(Dataset entries)

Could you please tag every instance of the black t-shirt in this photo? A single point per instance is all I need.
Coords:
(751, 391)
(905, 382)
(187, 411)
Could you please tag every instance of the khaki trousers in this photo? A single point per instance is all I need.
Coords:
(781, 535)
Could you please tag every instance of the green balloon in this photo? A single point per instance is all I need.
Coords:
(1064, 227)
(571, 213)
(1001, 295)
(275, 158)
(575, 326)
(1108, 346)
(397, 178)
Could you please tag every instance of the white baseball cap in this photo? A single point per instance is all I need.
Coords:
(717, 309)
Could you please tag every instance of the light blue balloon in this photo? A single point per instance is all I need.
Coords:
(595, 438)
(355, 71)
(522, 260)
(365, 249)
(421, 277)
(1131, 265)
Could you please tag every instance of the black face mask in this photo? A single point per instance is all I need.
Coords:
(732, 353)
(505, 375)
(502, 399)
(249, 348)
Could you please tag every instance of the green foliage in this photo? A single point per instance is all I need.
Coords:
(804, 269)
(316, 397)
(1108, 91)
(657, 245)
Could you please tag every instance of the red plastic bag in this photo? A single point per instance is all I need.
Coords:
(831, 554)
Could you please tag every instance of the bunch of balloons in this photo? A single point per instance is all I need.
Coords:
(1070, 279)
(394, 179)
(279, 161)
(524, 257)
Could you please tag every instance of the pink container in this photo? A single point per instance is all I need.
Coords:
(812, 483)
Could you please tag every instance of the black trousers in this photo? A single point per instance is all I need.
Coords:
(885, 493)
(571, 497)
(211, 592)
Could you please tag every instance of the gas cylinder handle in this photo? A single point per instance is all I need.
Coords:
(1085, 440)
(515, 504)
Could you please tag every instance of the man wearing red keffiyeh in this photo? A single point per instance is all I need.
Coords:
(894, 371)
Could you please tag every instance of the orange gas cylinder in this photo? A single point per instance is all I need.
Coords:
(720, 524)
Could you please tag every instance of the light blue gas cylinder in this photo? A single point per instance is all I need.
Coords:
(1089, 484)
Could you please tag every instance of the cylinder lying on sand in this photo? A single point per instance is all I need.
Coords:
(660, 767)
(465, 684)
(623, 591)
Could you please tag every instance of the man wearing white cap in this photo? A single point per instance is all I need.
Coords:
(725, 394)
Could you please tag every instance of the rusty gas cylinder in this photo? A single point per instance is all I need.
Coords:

Stated task. Copy out everything from the first line of the records down through the line containing "(1131, 265)", keeping each line word for word.

Expected answer.
Could you please tag every instance of the black t-shirt in this photo? A single point per instance is all I need.
Coords:
(751, 391)
(905, 382)
(187, 411)
Could you please tag every instance of the khaki trousers in this photo? A single point per instance is all I need.
Coords:
(781, 535)
Could you please tag every instance of the green balloon in this photo? A single point per instance is all I need.
Coords:
(1064, 227)
(571, 213)
(1001, 295)
(275, 158)
(575, 326)
(1108, 346)
(397, 178)
Could you please tag every instance of the white baseball cap in this photo? A single point per instance is all I need.
Coords:
(717, 309)
Could you please tag every instance of the light blue balloon in this photo? A single point per instance is all I need.
Coords:
(595, 438)
(355, 71)
(522, 260)
(365, 249)
(421, 277)
(1131, 265)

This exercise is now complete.